__DESCRIPTION OF THE TASK__: Reproduce every line of the entries below word for word, leaving out the pictures.

Location identification entries:
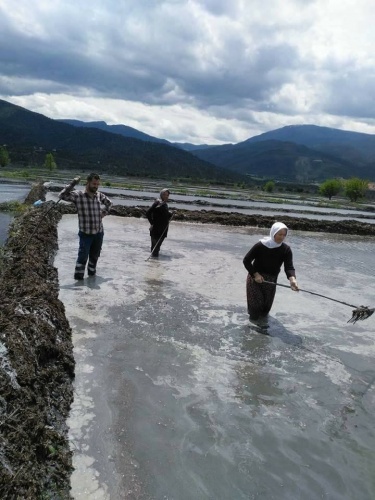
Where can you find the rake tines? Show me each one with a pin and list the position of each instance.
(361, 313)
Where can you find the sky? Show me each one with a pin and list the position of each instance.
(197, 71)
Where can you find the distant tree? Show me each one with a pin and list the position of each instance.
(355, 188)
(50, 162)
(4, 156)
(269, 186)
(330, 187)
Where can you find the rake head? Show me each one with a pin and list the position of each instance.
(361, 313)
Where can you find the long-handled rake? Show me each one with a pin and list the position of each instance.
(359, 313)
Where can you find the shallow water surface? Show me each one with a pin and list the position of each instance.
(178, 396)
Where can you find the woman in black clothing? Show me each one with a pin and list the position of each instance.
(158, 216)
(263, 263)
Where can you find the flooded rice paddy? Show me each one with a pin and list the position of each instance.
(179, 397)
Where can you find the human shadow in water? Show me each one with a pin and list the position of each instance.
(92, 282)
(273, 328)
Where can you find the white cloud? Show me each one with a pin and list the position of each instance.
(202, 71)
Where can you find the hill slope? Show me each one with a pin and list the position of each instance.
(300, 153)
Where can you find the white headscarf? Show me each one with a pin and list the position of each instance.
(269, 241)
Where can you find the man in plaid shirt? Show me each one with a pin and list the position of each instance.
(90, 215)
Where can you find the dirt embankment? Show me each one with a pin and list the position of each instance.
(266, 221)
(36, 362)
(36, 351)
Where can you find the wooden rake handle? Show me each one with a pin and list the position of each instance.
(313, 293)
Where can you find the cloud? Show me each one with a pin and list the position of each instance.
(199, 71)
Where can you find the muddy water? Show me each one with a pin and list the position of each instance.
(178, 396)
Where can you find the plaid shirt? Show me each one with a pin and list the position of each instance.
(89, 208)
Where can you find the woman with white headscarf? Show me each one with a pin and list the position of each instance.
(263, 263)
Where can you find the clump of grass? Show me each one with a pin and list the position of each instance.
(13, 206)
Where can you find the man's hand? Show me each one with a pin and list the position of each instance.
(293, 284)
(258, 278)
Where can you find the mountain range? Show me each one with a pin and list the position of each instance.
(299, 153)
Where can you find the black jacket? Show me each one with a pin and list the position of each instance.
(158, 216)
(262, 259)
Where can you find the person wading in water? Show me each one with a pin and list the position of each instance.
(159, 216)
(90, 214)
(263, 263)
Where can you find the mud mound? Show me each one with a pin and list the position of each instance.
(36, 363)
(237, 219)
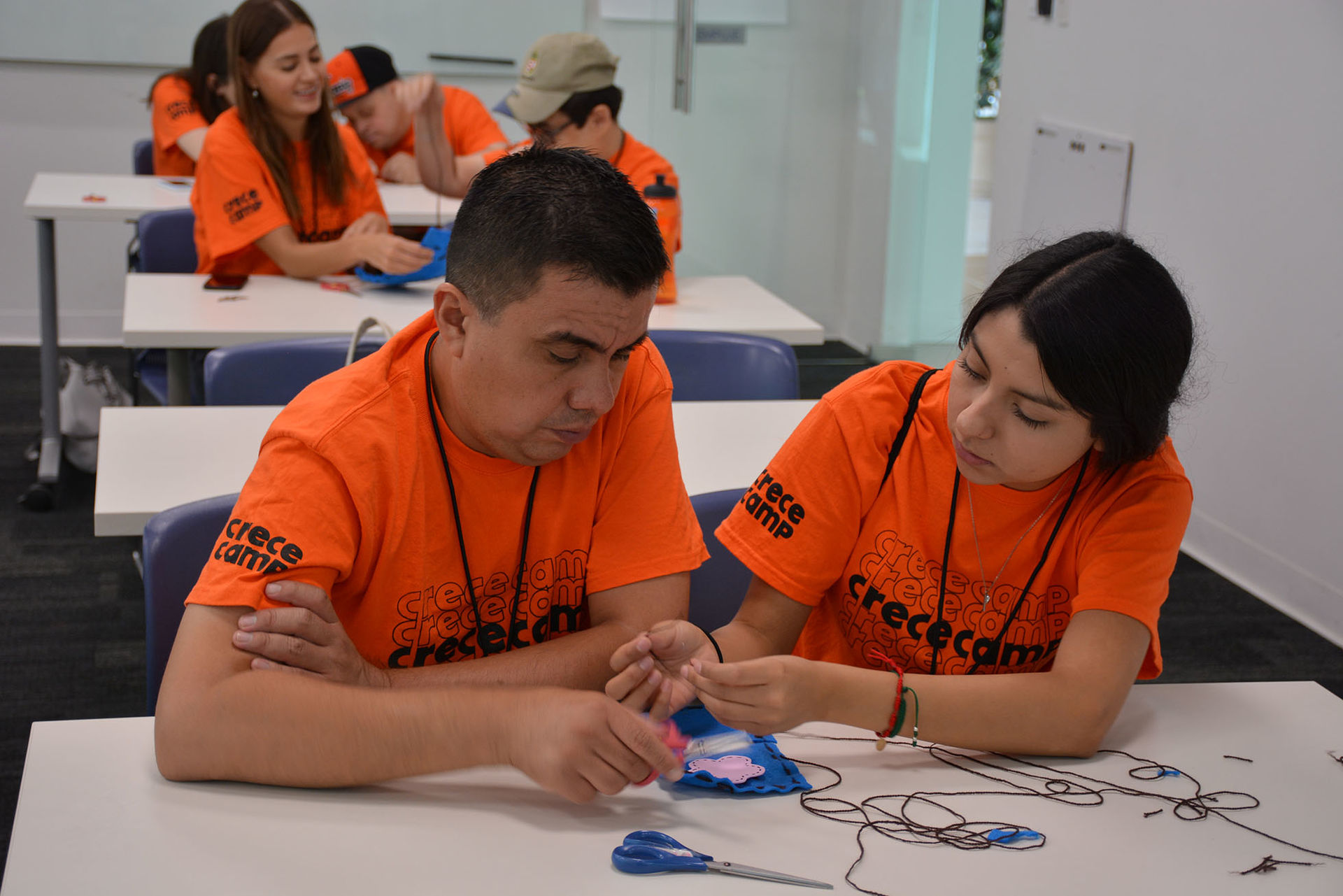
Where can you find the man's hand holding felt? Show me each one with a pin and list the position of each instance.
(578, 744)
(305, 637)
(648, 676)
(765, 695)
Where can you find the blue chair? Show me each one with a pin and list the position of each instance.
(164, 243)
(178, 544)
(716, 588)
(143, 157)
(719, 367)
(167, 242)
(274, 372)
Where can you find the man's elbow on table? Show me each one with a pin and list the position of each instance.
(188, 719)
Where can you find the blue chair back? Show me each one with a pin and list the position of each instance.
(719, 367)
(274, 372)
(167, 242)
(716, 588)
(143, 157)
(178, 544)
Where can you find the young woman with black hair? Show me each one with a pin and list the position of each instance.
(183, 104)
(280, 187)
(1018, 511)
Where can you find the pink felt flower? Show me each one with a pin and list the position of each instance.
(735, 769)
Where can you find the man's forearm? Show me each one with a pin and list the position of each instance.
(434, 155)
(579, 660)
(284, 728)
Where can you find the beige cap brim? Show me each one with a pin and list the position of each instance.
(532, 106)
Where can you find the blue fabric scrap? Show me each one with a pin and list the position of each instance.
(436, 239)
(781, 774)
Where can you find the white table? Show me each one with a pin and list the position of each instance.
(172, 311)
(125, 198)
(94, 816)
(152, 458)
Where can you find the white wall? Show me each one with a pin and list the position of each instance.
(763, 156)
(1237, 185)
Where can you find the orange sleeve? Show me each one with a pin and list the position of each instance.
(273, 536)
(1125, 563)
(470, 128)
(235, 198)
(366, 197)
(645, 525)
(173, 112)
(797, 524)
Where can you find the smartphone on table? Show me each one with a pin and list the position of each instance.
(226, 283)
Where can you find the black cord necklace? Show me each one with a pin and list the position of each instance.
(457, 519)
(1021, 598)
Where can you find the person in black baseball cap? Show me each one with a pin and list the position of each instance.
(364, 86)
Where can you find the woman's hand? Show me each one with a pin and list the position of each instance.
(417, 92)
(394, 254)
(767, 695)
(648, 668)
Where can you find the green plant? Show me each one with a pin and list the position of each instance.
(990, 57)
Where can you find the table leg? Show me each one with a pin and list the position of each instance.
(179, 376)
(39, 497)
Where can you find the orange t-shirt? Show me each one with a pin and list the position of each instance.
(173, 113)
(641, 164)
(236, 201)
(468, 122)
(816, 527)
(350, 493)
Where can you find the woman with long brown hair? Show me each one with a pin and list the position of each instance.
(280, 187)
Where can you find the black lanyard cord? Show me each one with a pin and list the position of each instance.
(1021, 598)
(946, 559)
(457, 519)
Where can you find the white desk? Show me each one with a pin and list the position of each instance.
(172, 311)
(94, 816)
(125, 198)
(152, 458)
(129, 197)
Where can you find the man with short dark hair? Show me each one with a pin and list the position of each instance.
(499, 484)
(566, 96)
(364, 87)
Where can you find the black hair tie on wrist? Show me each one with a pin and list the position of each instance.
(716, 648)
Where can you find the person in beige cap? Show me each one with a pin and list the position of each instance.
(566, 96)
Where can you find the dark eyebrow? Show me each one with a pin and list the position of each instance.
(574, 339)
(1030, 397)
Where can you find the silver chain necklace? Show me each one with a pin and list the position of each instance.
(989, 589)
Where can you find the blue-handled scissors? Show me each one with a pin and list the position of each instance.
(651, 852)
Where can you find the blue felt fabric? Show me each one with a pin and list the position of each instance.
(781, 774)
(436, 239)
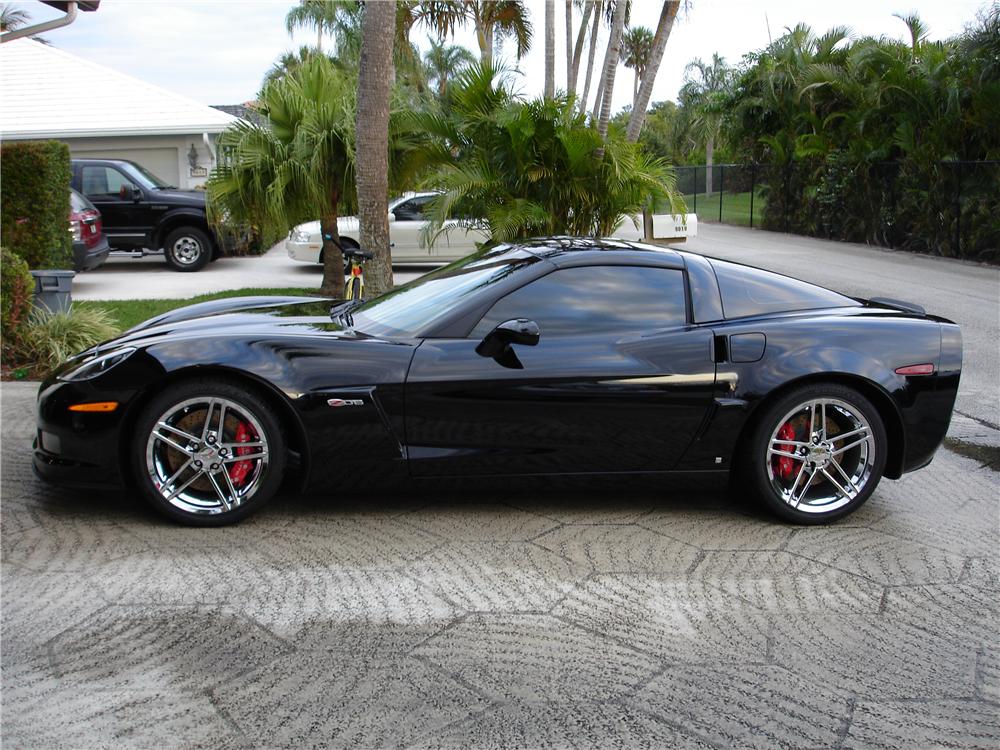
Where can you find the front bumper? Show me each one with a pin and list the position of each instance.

__FINAL ANSWER__:
Where can you find the rake tines? Show me each one with a pin and list the position of each instance.
(361, 313)
Where can you find the sky? Show me each one with a pin and list the position of each instance.
(197, 71)
Where can you find the distant tree? Show me each one with a pin and list the position of each instance.
(355, 188)
(50, 162)
(4, 156)
(269, 186)
(330, 187)
Where can you find the rake head? Show me each one with a pin and list the position of each instance.
(361, 313)
Where can you find the long-handled rake? Show me each one with a pin and list the position of each instance.
(359, 313)
Where can you find the shallow water surface? Show me each one with a pin and list the position of each instance.
(178, 396)
Where can you find the woman in black clothing? Show me each one with a pin and list the position of each instance.
(158, 216)
(263, 263)
Where can you find the flooded rice paddy? Show me each one with a pin and list the position of each instance.
(179, 397)
Where can you find the human shadow in water? Show me each one with a pin and list the position of each instance.
(92, 282)
(273, 328)
Where can you find the white cloud? Show me each one with a pin and list the position of each instance.
(202, 71)
Where can you find the hill slope? Show me each one with a pin and list the position of each instance.
(300, 153)
Where can you find the white headscarf? Show me each one with a pin and list the position of each instance.
(269, 241)
Where can you find the man in plaid shirt? Show me each one with a pin and list the position of each instance.
(90, 215)
Where can you find the dirt embankment? Show me each one with a pin and list the position of each instance.
(266, 221)
(36, 362)
(36, 351)
Where can you find the wooden rake handle? Show me each one with a pin and list the position of each instance.
(313, 293)
Where can you find the cloud? Show me each one with a pin and list the position of each instance.
(199, 71)
Where can you find the muddy water? Show me each one with a pin and list the position of each instance.
(178, 396)
Where can you find the plaid shirt? Show me each one with a pin and list the position of each instance.
(89, 208)
Where can you find the woman with white headscarf? Show me each one with a pin and list the position of each instance.
(263, 263)
Where can you find the clump of grass? Show me each one with a pin and list the position of each instance.
(13, 206)
Where can you find the man's hand? Show me each one with a pin and list the position of each instance.
(293, 284)
(258, 278)
Where can you find the mountain range? Show me each one with a pin and list the position of each instance.
(299, 153)
Where can you find the black jacket? Show me each one with a pin and list the position of each instance.
(158, 216)
(262, 259)
Where can you find the person wading in water? Show me each one with a pin and list the position of each instance.
(159, 216)
(90, 214)
(263, 263)
Where can you find the mud mound? Show me each one with a pin and list the position of each instance.
(36, 363)
(237, 219)
Where can you find the man's hand holding felt? Show me each one with a pin and list the position of each instance.
(578, 744)
(305, 637)
(648, 676)
(765, 695)
Where can you find the blue chair? Show me each one with a pin and list the position of each instance.
(164, 243)
(178, 544)
(716, 588)
(143, 157)
(719, 367)
(167, 242)
(274, 372)
Where can you find the man's elbow on table? Show me each one with a pin and list the position of each instance.
(188, 719)
Where can you find the blue chair back? Show me each one with a pin and list the position of each instance.
(719, 367)
(274, 372)
(167, 242)
(716, 588)
(143, 157)
(178, 544)
Where can you find the young woman with black hair? Show me each one with a pin and list the position of each instance.
(183, 104)
(280, 187)
(1018, 511)
Where can you find the pink felt flower? Show me each one with a pin and list the position of each instance.
(735, 769)
Where can you find the man's forearm? Show me each one with a pin and list the position of each instance.
(434, 155)
(579, 660)
(284, 728)
Where can you find the beige cap brim? Show me each one with a pin and list the position of each instance.
(532, 106)
Where can you find the blue fabric scrap? Show me each one with a pin and list the position of each instance.
(436, 239)
(781, 774)
Where can you find the white table? Show me each one with a pin and list the position of each instance.
(172, 311)
(125, 198)
(94, 816)
(152, 458)
Where can you find the white wall? Show me each one with a pin and list the position of each instance.
(763, 156)
(1237, 185)
Where can you find the orange sleeve? Show me each one with a pin and list the position of each instance.
(273, 536)
(1125, 563)
(470, 128)
(235, 198)
(366, 197)
(645, 525)
(173, 112)
(797, 524)
Where can you find the smartphone on table? Show me each one with a pin and list the position of each instance.
(226, 283)
Where can you find the black cord necklace? Show me each one with a pin and list the position of each instance.
(457, 519)
(1021, 598)
Where can you find the person in black baseball cap? Show me each one with a pin and list the position of each instance.
(364, 86)
Where can you find the woman's hand? Show me each one with a pin and list the position of each instance.
(417, 92)
(394, 254)
(767, 695)
(648, 668)
Where can you find the green plant? Show me each one with a pin and list the position of each instance.
(990, 57)
Where can you find the table leg? Show me each one with a pin and list the position of each instance.
(179, 376)
(39, 497)
Where can you find the orange t-shirt? Show me each one with a pin and list the position of each instance.
(173, 113)
(641, 164)
(236, 201)
(468, 122)
(816, 527)
(350, 493)
Where can you find the woman with long brown hair? Show me each one with a pin and list the position of each instance.
(280, 187)
Where can you find the black lanyard cord? Show me each one with a pin and list the position of each instance.
(1021, 598)
(946, 559)
(457, 519)
Where can you find the white desk? Show me each one with a pin and list the position of each instance.
(172, 311)
(94, 816)
(125, 198)
(152, 458)
(129, 197)
Where can you find the man with short dark hair? Show me each one with a pin and list the position of each instance.
(499, 484)
(566, 96)
(364, 87)
Where can you find the black hair tie on wrist? Show me each one with a pin and list the position of each instance.
(716, 648)
Where can you find the person in beige cap? Show me each one with a pin and list the position of each instance.
(566, 96)
Where can you find the dark eyebrow? Show me each one with a pin and list the position of each instance.
(574, 339)
(1030, 397)
Where can you find the silver chain necklace? Show me each one with a pin and list the position of each instance.
(989, 589)
Where can you find the blue-handled scissors? Show me each one with a pin and list the position of each instance.
(651, 852)
Where can you find the blue felt fabric? Show me each one with a pin and list the position of each instance.
(781, 774)
(436, 239)
Where can you find the front bumper? Show me each one with a pin and list the position of each instance.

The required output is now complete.